Selection.
— BEGIN —
The present invention relates to electroplating apparatus and processes, and in particular to electroplating techniques used for forming ferromagnetic films on magnetic tape heads and magnetoresistive sensors.
Electroplating processes are used to form a variety of coatings including protective and corrosion resistant coatings, jewelry and decorative coatings, and magnetic or electrical coatings. Electroplating is typically performed in an electrolytic cell comprising (i) an anode (positive electrode) having a positive voltage applied thereto, which can have the same chemical composition as the material being plated; and (ii) a cathode (negative electrode) having a negative voltage applied thereto, and which is typically the object to be electroplated (usually a metal, ceramic, or polymer structure). An electroplating solution or bath encompassing the anode and cathode contains plating ions of the metals being plated in a suitable solvent, e.g., Cu.sup.2+ and Ni.sup.2+ in water. When a potential is applied to the electrodes, the cations (positive ions) in the electroplating solution travel to the cathode, and the anions (negative ions) travel to the anode. In the electroplating process, metallic plating cations deposit on the cathode to form a thin layer of metal plating (such as chromium, copper, nickel, iron, silver, and/or cobalt) when an electric current is passed through the aqueous salt solution.
— END —
(Region annotation entries)
— BEGIN —
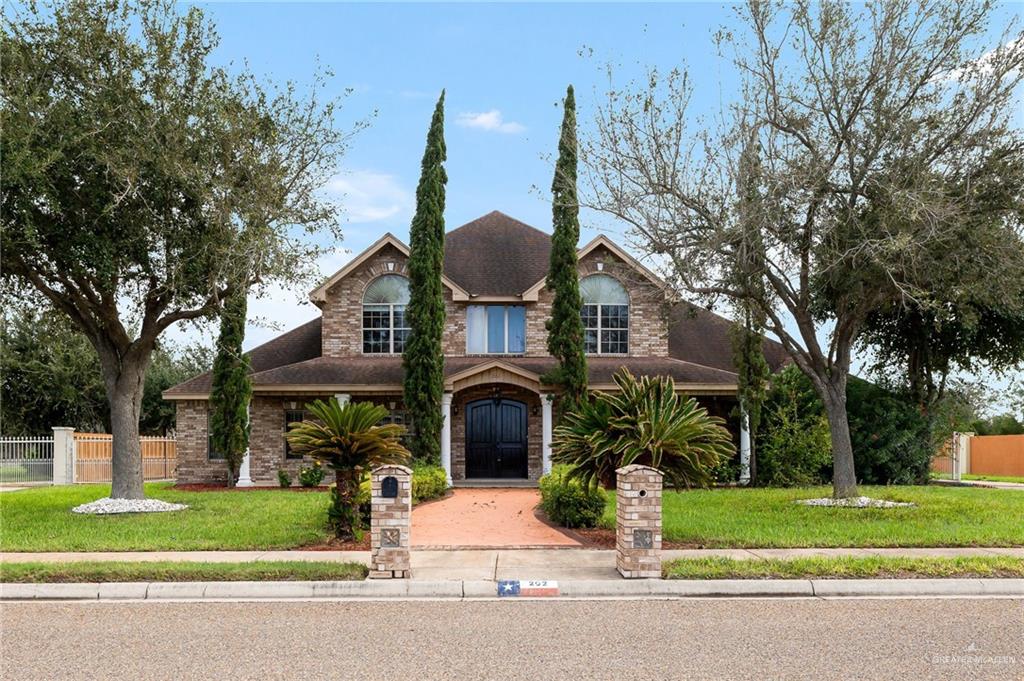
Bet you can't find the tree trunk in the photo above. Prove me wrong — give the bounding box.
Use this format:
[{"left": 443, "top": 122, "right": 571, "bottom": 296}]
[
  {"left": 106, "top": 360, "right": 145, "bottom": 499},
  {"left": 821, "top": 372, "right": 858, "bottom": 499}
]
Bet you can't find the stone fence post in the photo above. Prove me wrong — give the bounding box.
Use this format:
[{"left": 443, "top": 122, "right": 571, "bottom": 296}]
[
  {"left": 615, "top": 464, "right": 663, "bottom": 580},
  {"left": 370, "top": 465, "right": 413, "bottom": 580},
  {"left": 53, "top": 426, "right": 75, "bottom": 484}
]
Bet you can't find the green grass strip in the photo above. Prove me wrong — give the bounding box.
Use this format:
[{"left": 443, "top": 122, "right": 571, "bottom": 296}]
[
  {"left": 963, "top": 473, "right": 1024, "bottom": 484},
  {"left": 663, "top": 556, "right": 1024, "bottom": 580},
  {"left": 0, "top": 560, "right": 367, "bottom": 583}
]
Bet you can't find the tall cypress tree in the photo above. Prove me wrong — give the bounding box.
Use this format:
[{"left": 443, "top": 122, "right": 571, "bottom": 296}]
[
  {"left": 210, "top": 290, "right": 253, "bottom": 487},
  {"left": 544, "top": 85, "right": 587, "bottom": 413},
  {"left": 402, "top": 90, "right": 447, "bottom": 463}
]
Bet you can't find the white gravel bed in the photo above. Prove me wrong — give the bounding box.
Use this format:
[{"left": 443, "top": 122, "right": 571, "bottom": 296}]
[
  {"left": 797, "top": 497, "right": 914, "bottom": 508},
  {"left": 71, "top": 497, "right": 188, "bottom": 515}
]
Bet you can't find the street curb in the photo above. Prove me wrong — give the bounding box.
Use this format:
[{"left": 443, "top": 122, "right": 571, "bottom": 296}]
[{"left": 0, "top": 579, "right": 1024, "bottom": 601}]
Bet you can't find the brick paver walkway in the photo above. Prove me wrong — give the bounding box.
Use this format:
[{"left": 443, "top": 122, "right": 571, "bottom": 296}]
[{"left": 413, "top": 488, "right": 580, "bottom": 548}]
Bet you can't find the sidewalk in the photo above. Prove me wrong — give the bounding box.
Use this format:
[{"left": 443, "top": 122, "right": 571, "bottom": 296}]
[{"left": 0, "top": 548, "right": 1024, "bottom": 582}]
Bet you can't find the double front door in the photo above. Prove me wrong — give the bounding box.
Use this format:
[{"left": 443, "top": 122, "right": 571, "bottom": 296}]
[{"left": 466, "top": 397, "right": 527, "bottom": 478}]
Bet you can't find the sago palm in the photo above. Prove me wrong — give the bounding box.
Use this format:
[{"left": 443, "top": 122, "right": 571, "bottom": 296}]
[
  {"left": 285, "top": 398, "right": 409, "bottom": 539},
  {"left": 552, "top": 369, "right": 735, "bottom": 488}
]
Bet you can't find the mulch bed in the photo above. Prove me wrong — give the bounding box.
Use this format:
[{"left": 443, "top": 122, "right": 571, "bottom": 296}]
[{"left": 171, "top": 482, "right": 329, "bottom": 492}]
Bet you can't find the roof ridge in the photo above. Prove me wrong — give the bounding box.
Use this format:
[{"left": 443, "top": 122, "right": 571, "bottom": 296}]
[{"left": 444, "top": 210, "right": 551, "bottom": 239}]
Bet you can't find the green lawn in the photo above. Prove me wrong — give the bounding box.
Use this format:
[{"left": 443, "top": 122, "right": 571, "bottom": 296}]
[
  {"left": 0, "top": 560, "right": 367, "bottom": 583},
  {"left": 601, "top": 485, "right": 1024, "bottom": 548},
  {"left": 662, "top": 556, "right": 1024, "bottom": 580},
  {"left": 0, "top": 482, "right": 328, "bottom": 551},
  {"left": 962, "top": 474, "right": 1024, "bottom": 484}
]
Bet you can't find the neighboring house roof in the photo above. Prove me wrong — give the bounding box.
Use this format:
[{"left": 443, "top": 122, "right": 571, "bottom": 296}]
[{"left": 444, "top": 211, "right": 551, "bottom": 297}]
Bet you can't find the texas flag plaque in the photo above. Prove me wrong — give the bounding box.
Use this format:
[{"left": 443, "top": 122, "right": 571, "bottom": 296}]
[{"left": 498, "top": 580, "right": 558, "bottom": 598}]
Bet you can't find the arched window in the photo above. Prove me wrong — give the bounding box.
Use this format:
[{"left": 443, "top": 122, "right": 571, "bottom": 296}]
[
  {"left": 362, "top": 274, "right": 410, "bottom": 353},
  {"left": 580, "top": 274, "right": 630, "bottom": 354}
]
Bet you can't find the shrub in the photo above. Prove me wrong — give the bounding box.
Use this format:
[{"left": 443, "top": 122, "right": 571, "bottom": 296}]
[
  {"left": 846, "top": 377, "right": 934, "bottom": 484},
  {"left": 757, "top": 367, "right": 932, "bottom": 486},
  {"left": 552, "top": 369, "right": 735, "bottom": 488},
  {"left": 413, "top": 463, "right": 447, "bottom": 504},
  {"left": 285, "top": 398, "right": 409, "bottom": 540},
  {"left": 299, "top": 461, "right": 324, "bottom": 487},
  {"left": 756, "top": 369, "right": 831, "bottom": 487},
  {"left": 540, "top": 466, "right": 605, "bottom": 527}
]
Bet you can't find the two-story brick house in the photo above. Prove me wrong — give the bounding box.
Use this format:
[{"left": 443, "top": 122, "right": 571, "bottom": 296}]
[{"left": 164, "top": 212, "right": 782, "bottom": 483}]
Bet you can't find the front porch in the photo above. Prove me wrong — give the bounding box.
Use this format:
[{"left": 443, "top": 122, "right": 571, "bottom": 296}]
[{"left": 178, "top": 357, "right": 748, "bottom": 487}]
— END —
Directions.
1) Answer these questions using the text on electroplating:
(a) On which two kinds of devices are the electroplating techniques of the invention used to form ferromagnetic films?
(b) What kind of voltage is applied to the anode?
(c) When a potential is applied to the electrodes, toward which electrode do the anions travel?
2) Pick up the text on electroplating after its final sentence and carry it forward.

Exercise responses.
1)
(a) Magnetic tape heads and magnetoresistive sensors.
(b) A positive voltage.
(c) The anode.

2)
Electrodeposition from aqueous baths of the salts of ferromagnetic metals is commonly used to manufacture magnetic alloy films that form magnetic poles and shields, of magnetic sensors and heads on disk drives and tape drives. These magnetic devices use magnetically anisotropic films that are formed by electroplating a magnetic alloy under the influence of an orienting magnetic field. The electroplated film exhibits magnetic anisotropy in the plane of the film, the direction of the orienting field applied during deposition becoming the longitudinal, preferred, or easy axis of magnetization in the plated coating; and the orthogonal direction becoming the transverse or hard axis of magnetization. It is desirable for the electrodeposited magnetic film to have a large high frequency magnetic permeability. Such magnetic films have a magnetic anisotropy; directional fields are typically used to switch the device from one direction to another. The reversal of a magnetically anisotropic film takes place by rotational switching techniques, as opposed to domain wall switching which is much slower and more noisy. It is also desirable for the magnetic film to have a high permeability to support a large magnetic flux at relatively high frequencies at which the film switches magnetization states by rotation, typically at frequencies from about 0.1 MHZ to about 100 MHZ. High permeability can be maintained at high frequencies with the use of magnetic material having a high resistivity, which reduces the power loss arising from eddy currents.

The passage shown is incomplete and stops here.